What to work on:
A - In the supply chain management text, why does the supply chain business in Dan Myers's section take on responsibility for helping its customers with emissions? Answer in one to three sentences.
B - Can you carry on the supply chain management text from the point where it stops?

Document section:
........

Granted this perspective requires a different mindset, but it’s possible to achieve better business results while also serving as good stewards of the environment and protectors of societal goals and needs.

If you look at the United Nations Sustainable Development Goals, supply chain management plugs directly into all 17 of them and leads in terms of fulfilling a great many of them. It’s impossible to be truly sustainable without sustainability and triple-bottom-line orientation baked into supply chain decision-making and actions.

Dan Myers

We all share one planet and the impacts of climate change are becoming increasingly apparent, the results of which are of genuine concern. As a supply chain business, we represent our customers' Scope 3 emissions – often considered the most challenging to tackle. So, we accept the responsibility of providing our customers with support, expertise and leadership in this area. We were the first in the industry to have a dedicated lead on sustainability, a catalyst to help drive and sustain change throughout our business. 

We’re backing up the investment in people with investments in reducing our carbon intensity and that of our customers. Around 70% of our home delivery fleet in Ireland is carbon neutral and emissions-free thanks to a significant investment in BEVs. By the end of 2024, we’ll have four certified carbon-neutral sites in the UK; we buy 100% Tier 1 renewable power for our sites; we’ll  convert around 15 million litres of diesel to HVO this year alone; we’ve moved more goods to rail to reduce road emissions – the list goes on and on. We’re about doing the right things, not tomorrow but today.

Dr Tom Goldsby, Professor at UT Haslam College of Business, on leveraging agility for SCM innovation

How can companies effectively integrate emerging technologies into their SCM?

Brian Gerritsen

These technologies – whether it’s generative AI (Gen AI) or traditional AI, machine learning (ML), data analytics, automation or robotics – have arrived. Our proprietary research suggests many manufacturers have adopted them and they’re looking to invest more over time. And that's good news because they’re going to be gaining operational efficiencies and better insights, not only into their own business but into the supply chain as well. As businesses start to explore the benefits, they’re going to be able to reduce costs and have more control over their upstream and downstream activities.

........

Entries supplied:
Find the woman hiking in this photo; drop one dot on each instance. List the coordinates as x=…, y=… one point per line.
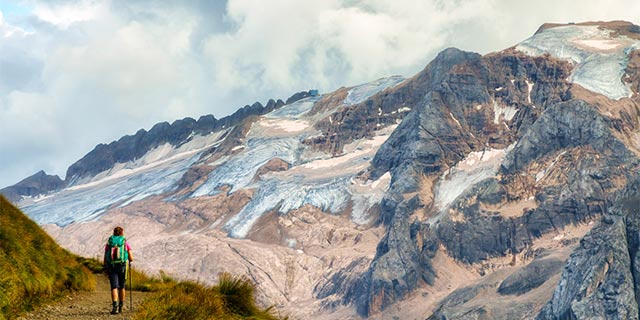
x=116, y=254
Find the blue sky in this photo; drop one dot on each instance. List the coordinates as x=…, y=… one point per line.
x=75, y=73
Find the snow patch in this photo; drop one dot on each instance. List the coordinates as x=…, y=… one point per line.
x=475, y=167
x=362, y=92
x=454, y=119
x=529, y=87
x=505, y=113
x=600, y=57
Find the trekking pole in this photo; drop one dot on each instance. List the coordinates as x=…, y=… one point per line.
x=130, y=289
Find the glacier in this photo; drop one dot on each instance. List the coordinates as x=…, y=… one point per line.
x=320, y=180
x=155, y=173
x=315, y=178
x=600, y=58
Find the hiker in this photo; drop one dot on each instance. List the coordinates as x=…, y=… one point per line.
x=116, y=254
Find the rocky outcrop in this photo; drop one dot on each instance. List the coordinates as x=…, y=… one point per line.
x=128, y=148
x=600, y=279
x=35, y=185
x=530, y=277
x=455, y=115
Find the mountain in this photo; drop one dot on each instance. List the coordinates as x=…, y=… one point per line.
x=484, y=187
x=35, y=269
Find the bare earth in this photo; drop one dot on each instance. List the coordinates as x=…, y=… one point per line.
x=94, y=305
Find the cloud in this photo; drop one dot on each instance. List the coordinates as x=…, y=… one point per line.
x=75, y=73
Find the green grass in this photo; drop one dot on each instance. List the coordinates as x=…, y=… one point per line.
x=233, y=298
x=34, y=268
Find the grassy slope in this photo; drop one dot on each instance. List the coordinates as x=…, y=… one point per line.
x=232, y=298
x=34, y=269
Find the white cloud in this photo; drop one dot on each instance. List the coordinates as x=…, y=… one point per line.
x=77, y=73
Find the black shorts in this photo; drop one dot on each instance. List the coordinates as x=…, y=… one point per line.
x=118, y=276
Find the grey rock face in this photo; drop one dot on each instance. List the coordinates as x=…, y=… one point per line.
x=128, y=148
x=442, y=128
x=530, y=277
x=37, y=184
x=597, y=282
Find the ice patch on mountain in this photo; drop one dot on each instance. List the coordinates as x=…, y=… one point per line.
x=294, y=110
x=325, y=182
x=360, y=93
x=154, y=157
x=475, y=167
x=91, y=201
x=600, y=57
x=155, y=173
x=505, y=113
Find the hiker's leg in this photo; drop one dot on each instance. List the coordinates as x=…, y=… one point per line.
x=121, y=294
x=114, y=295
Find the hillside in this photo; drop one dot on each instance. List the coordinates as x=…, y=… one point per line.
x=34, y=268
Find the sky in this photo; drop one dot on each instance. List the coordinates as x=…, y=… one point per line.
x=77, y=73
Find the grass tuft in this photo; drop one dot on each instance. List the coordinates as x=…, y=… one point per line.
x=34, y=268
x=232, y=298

........

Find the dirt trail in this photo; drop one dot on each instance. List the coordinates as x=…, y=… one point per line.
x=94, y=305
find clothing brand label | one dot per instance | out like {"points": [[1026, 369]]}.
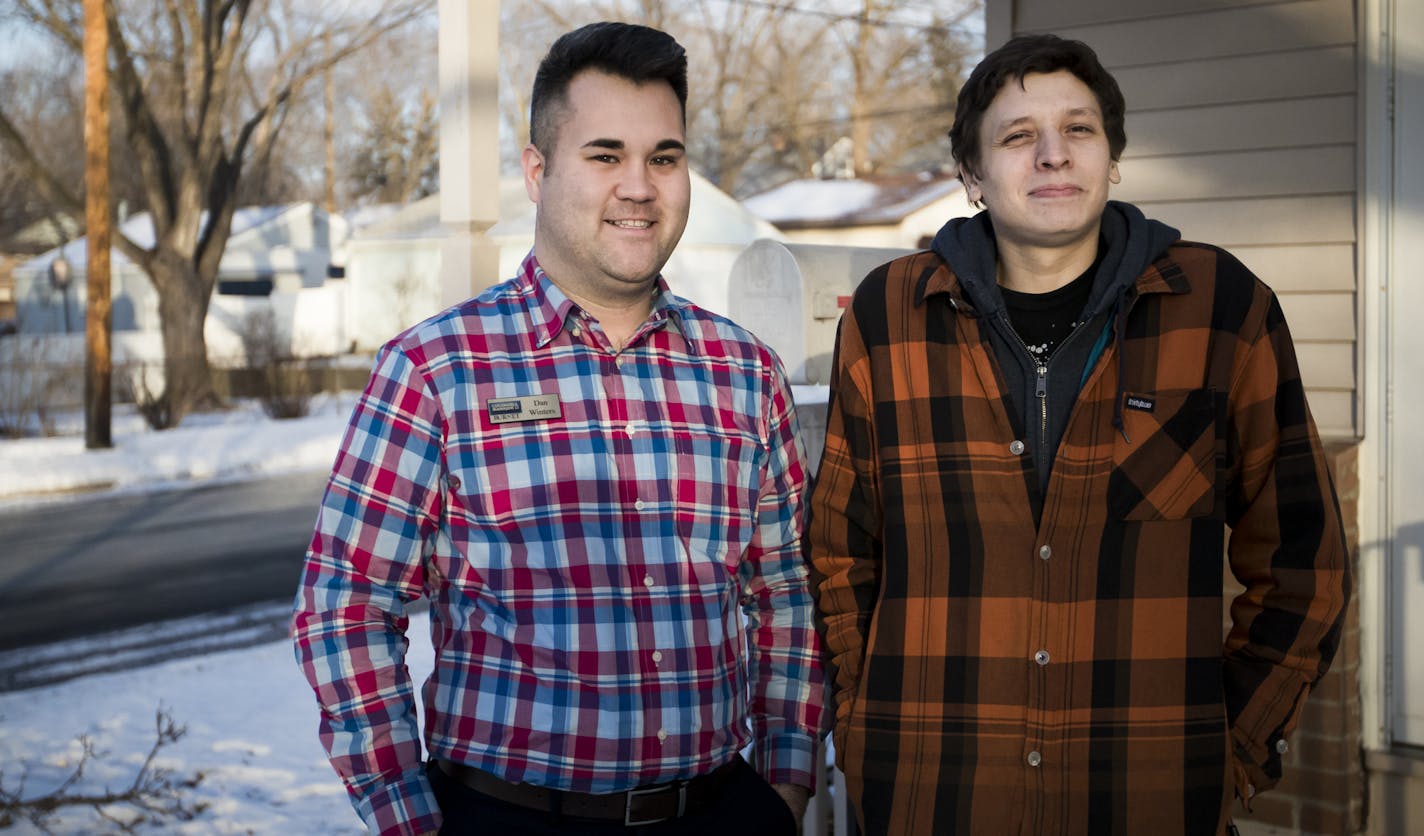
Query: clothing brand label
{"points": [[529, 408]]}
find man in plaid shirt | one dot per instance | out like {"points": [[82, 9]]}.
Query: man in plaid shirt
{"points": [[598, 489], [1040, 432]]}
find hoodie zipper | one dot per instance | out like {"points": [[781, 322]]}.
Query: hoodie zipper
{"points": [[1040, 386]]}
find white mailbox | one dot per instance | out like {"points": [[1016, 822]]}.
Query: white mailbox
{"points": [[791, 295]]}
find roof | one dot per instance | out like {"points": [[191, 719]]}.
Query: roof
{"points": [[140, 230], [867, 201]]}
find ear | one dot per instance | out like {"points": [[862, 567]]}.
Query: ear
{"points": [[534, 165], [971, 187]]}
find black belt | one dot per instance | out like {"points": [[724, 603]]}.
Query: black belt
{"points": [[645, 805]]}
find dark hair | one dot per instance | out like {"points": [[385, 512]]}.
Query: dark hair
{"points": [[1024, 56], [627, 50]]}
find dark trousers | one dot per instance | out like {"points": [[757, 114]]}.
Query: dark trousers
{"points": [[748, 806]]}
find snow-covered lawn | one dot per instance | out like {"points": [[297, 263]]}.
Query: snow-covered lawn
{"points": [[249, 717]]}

........

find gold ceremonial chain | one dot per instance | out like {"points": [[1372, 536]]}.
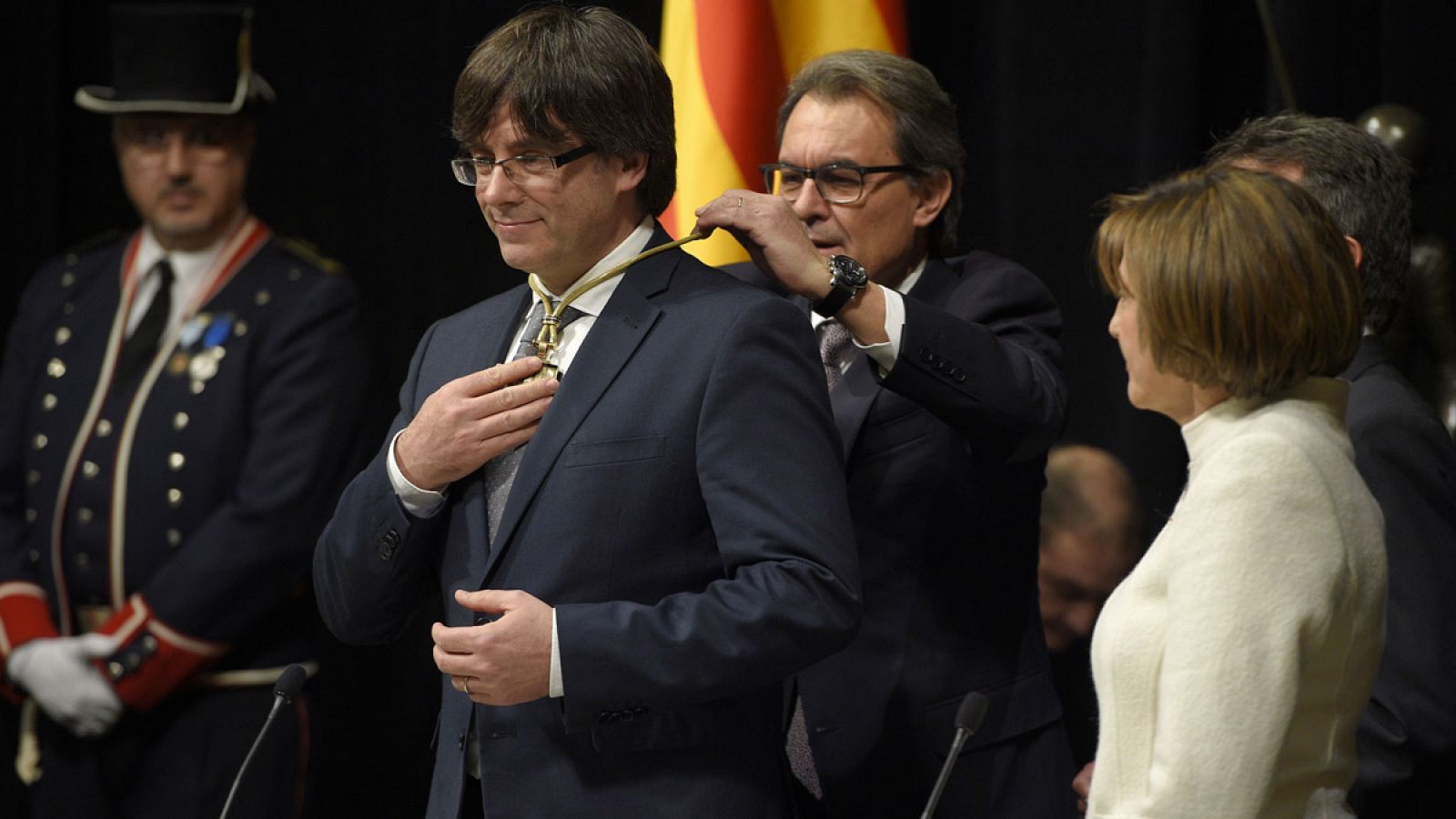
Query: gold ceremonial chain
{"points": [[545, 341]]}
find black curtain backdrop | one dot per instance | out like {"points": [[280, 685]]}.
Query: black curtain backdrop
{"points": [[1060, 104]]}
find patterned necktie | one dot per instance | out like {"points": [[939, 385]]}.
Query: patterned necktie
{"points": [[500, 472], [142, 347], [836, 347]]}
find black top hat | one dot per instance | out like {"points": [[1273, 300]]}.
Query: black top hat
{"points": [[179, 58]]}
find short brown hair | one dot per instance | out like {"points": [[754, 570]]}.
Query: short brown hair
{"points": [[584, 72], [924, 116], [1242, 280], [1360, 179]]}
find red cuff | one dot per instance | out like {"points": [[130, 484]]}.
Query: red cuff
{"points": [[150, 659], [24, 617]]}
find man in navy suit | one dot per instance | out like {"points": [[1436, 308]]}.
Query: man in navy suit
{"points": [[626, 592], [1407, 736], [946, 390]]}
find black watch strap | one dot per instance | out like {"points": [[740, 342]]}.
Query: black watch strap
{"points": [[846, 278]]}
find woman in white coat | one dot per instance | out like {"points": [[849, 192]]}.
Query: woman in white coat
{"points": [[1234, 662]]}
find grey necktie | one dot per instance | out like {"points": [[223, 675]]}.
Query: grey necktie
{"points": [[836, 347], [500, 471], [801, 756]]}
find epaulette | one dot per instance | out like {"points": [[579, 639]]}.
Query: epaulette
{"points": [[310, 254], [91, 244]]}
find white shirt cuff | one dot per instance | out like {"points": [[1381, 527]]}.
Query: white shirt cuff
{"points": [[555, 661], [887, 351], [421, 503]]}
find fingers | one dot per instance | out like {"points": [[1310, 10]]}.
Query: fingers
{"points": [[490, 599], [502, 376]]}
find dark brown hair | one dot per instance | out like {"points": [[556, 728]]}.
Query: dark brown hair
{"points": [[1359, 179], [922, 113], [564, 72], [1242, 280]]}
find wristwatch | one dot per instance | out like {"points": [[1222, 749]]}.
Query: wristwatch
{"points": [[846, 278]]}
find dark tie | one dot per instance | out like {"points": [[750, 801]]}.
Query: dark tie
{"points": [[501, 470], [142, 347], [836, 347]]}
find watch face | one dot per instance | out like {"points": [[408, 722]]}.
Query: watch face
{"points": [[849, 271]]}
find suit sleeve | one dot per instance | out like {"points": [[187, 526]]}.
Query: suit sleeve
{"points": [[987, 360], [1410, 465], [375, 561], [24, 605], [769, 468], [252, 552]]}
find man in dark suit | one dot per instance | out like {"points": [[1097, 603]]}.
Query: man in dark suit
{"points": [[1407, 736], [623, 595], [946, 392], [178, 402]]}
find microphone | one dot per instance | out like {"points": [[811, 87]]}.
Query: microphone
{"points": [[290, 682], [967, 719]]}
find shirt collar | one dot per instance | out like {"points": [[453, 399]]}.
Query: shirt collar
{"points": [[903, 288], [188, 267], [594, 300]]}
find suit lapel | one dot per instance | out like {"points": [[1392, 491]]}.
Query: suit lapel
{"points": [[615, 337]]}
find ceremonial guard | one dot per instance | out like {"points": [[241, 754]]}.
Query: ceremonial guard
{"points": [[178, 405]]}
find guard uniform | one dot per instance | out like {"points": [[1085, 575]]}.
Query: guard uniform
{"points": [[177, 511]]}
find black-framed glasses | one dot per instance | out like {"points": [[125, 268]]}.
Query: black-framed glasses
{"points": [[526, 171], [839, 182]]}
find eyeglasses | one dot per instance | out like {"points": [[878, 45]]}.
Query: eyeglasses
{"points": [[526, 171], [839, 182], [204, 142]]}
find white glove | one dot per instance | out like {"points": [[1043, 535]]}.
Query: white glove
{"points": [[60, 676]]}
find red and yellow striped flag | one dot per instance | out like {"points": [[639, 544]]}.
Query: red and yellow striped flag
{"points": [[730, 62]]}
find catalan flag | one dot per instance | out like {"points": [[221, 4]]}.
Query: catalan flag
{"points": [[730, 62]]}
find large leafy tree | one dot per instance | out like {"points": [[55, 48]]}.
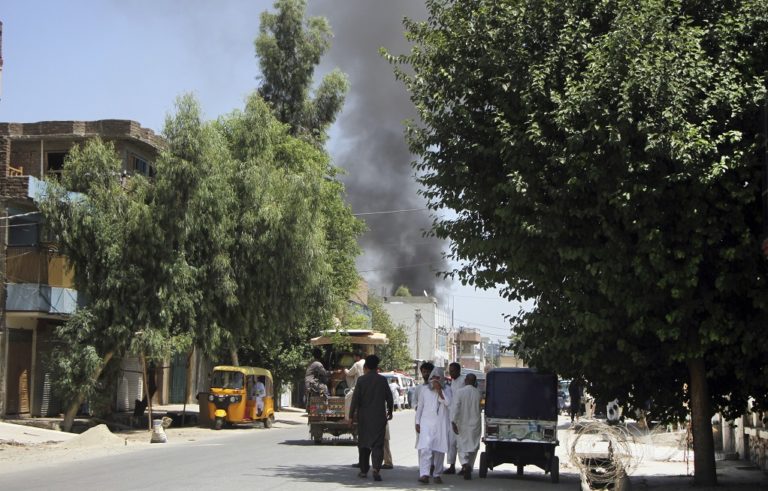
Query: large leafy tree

........

Outputs for the tasks:
A - As a supply chain business, it represents its customers' Scope 3 emissions, which are often considered the most challenging to tackle. It therefore accepts responsibility for giving customers support, expertise and leadership in that area.

B -
When you think about the global supply chain, your raw materials and components are coming from all over the world; you're manufacturing a final product; and then you’re shipping it back out into the world. But the data points you have come in different shapes and sizes, different languages, different currencies. That’s where AI and ML can really help a business get some insights into aggregating and finding some of those optimisation points among a slew of ones and zeros, which is really exciting.

Dr. Tom Goldsby

At UT, we speak of how digitalisation can help organisations see, think and act better, faster and more adeptly. We’ve witnessed not only technological innovations, but also the more rapid adoption of these innovations in recent years in search of seeing, thinking and acting in supply chain provisions.

The pandemic served as an intense motivator for the adoption of many of these technologies. We simply could not meet the needs of customers without resorting to some form of aid that these advanced technologies could afford. I know several organisations that had experimented with AI, control towers and end-to-end visibility tools, among others, that felt the need to jump into the pool when demand grossly exceeded our capacity. Keep in mind that our capacities were hamstrung by the provisions we undertook to keep workers safe, including social distancing in our operations and remote work of our administrative activities. It’s likely that our openness to these tools accelerated by about five years in that first year of the pandemic alone. As a result, efforts to digitise supply chain decision-making and actions are better proven and we’ve learned they can help to ramp up, down or flex our businesses to meet a rapidly-changing marketplace.